Text segment -
"""

Lucy Review

By Adair Simpson and Devin Lee

Not sure if we feel you on this one, Scarlett.
Not sure if we feel you on this one, Scarlett.

Luc Besson is the well known director of The Fifth Element, Leon: The Professional, and the Transporter. He is known for a peculiar and quirky style that just skims the edge of annoying. Usually, it works. This time, however, it really sucked.

This movie can easily be compared to Limitless, starring Bradley Cooper and Robert De Niro. The stories are very similar. However, where Limitless succeeds and Lucy doesn’t is in the realism. Both movies focus on the concept of accessing 100% of your brain capacity. Besson  is content with creating 90 minutes of random occurrences that essentially make Scarlett Johansson superman. In Limitless, Bradley Cooper is able to organize his thoughts and memories to suit his situation in the best possible way. For example, he is able to write a book within a matter of hours. In Lucy, Scarlett Johansson can teleport, move objects with her mind, learn Chinese without ever speaking it and essentially become God. Even Bradley Cooper had to take at least a course to learn French.

On top of all that, the entire movie doesn’t make sense. After a Chinese mob (who incidentally are speaking Korean) kidnap her, they insert packaged drugs in her stomach for her to carry as cargo. Of course something goes wrong and she gets exposed to the drugs. This is when it gets really stupid. She suddenly goes from a frightened hostage to an unfeeling machine who kills innocent people. And yet for some reason, she refuses to kill the antagonists in the movie. Seriously, she puts two knives in the gang lord’s hands, does a vulcan mind meld on him and then leaves him there. I don’t know what these drugs are doing but they sure aren’t making her smart. Although she played the robot part well, I couldn’t figure out why she became one in the first place.

"""

What you need to do - Write the next part of the Lucy movie review, picking up after its last paragraph.

Records provided -
"""

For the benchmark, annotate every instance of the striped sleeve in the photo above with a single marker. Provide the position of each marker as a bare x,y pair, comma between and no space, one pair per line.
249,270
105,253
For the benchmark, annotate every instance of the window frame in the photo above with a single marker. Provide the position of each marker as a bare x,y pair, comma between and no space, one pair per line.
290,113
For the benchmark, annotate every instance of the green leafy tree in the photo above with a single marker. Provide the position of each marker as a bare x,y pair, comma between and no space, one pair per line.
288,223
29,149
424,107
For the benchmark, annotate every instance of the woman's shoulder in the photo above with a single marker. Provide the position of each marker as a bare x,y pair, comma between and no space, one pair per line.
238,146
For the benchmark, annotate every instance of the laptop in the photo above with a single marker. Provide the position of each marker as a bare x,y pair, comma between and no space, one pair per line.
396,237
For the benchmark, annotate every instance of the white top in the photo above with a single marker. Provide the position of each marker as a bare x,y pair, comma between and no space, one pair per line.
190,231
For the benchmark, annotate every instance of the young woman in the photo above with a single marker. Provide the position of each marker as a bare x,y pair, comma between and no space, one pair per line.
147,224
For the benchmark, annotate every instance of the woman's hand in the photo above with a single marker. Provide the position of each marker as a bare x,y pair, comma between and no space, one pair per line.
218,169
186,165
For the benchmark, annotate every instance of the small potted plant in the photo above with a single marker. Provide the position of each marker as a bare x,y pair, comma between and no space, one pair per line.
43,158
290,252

"""

Answer below -
Luc Besson does a lot of quirky things in the movie. It’s his style. This time, though, he takes it way too far. For example, during a scene where Scarlett Johansson is talking with her boyfriend, Besson shows an animal catching its prey. This symbolizes her walking into a trap, because the boyfriend’s about to get her into a lot of trouble. But the scene is so needlessly long, it feels like they’re just trying to pad the running time. The movie only gets more stupid as it progresses. At one point, Johannson overdoses on the drug and starts “melting.” Cut to her in a hospital room and everyone in the audience is saying, “Huh?” They never explain what happened.

Also, the gang lord had the potential to be very impressive. He was played by one of the most popular Korean actors today: Min-sik Choi. If Lucy wasn’t invincible, and the audience actually felt like she was in any kind of danger, I would be pretty scared of this guy. Unfortunately, his talent was wasted.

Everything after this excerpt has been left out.